Task details.
Your task is to transcribe all of the records exactly and leave out the pictures.

Provided information.
╭──

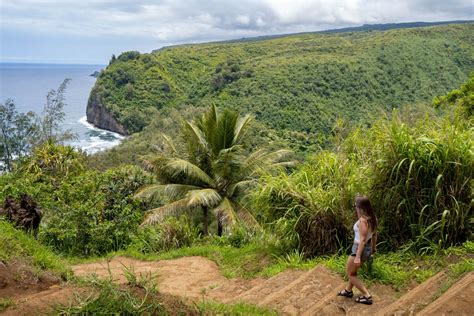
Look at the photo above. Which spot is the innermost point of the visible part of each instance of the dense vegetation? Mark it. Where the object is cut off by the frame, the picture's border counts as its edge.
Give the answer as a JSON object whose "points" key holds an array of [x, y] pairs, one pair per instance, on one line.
{"points": [[296, 86], [416, 162]]}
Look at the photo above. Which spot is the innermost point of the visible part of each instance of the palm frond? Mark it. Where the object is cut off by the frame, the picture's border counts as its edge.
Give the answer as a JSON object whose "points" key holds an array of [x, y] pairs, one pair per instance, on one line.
{"points": [[226, 213], [177, 167], [172, 191], [241, 185], [228, 163], [157, 215], [203, 197]]}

╰──

Exercise response.
Look at the photo above. Which spot is the innermost point of the visible part of each instance of the dense vegetation? Mark it. Where the object is cut off by the frame, the picture's border counts as its edge.
Give the answer as a JSON object whose "points" key holds an array of [x, y] pairs, one pair per instance, on one line.
{"points": [[296, 86], [416, 162]]}
Look at the photo above. Which spot is the innermost point of the visible part of each instance of the palm frond? Mark it. Where the object is cut off by the frame, the picture's border counts as its edge.
Give the answer as a JSON object whose "points" key holds an array of [x, y] pairs, one pair per instance, on one line.
{"points": [[226, 213], [177, 167], [172, 191], [241, 185], [228, 163], [157, 215], [203, 197]]}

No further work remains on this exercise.